Work instructions:
[1] In the plot summary, why does Leone spare Chink's life after defeating him in the fight?
[2] Output the entries as a Markdown table with the columns Row and Line, starting with the line that contains "pinpoint the white" and going on through the line that contains "0;0;597;333". Include only those lines and leave out any blank ones.

Provided passage:
## BEGIN

Leone befriends fellow prisoners Dallas (Tom Sizemore), Eclipse (Frank McRae) and First-Base (Larry Romano). The foursome refurbish a Ford Mustang, which Eclipse nicknames "Maybelline". After Leone reluctantly allows First-Base to start the car he refuses to turn it off and drives the Mustang out of the garage. Drumgoole has them watch as inmates destroy the car and Leone is subsequently sent to solitary confinement for six weeks. The warden orders that the letters sent to him from his girlfriend Melissa be stashed away but as Leone is released Braden the good conscientious prison guard secretly delivers them to Leone.
Upon release, the warden wants an excuse to slap Leone with more time, so he allows prisoner Chink Weber (Sonny Landham) and his bullying friends to kill First-Base in the gym. Leone fights and defeats Chink, but he spare's Chink's life because he knows that's precisely what Drumgoole wants. Since Leone didn't kill Chink one of Chink's friends stabs Leone from behind with a shank. Whilst Leone recovers in the prison infirmary, one night a stranger, an inmate who claims to be an old friend from Treadmore, says that Chink has paid him to rape and murder Melissa. Dallas offers to help Leone escape to warn Melissa but instead delivers Leone to the utility basement right into Drumgoole's hands where he finds out that Drumgoole wanted him to try to escape so he would receive a mandatory 10-year sentence for the second escape attempt and the inmate who was going to rape Melissa was just a corrupt prison guard called Mastrone who was part of the warden's scheme to set Leone up.
Dallas agreed with the warden to lead Leone into a trap only if the warden would give Dallas an early release from prison. But the warden betrays Dallas telling him he doesn't make deals with escaped prisoners. He then tells Dallas he'll be sent back to the prison's general population, and since they now know he's a snitch the inmates will kill him. Dallas tries to attack the warden but the corrupt sadistic prison guards beat him up and push him into a pool of water. The warden then leaves the sadistic guards to physically abuse Leone by pushing his face into a cloud of hot steam from the pipes. Leone breaks free burning Wiley, one of the guards, in the steam and knocking out Mastrone he then fights the sadistic guard Manly and beats him up and pushes him into the same pool of water Dallas fell into. Dallas badly beat up apologizes to Leone and as Leone tries to help him Manly attacks Leone from the water and Dallas then rips an electric cable off the railing and electrocutes Manly in the water taking his own life as well. Leone who wasn't in the water survives.

## END

Extracted entries:
## BEGIN

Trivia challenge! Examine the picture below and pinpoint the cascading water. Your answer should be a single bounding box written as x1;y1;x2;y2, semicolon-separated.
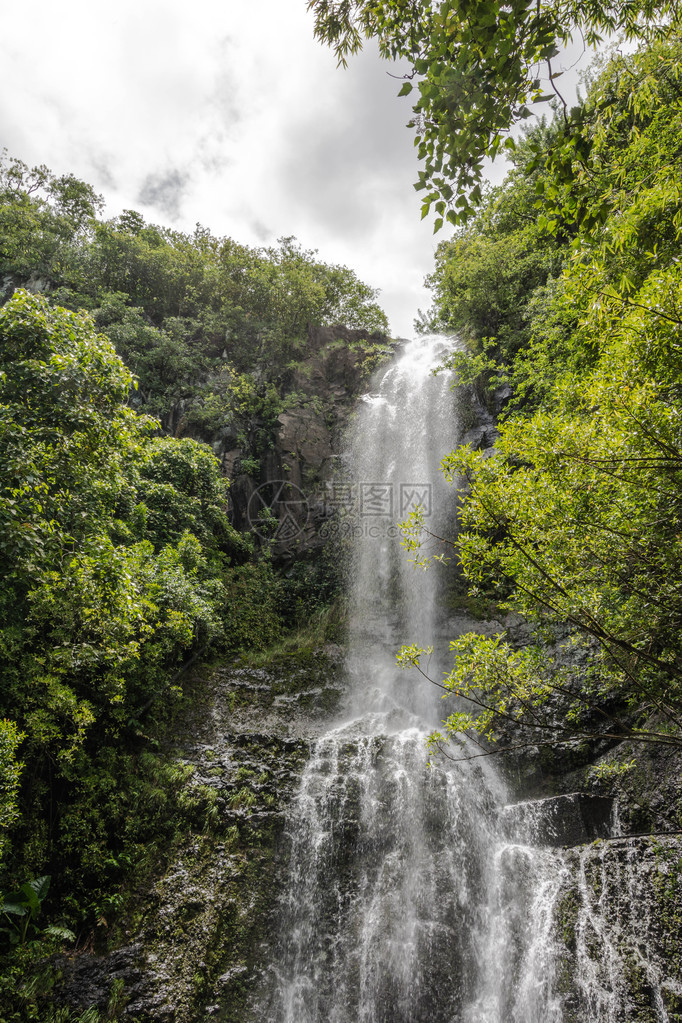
253;338;668;1023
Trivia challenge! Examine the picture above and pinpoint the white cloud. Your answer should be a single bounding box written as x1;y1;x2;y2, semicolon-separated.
0;0;597;333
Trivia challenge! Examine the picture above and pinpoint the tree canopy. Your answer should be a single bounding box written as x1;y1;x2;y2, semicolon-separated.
404;31;682;765
308;0;677;224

## END

Outputs for the tasks:
[1] Leone spares Chink's life because he knows that killing Chink is precisely what Drumgoole wants.

[2]
| Row | Line |
|---|---|
| 1 | Trivia challenge! Examine the picture above and pinpoint the white cloud. Your answer should be a single bounding box written as x1;y1;x2;y2, semicolon-separated. |
| 2 | 0;0;597;333 |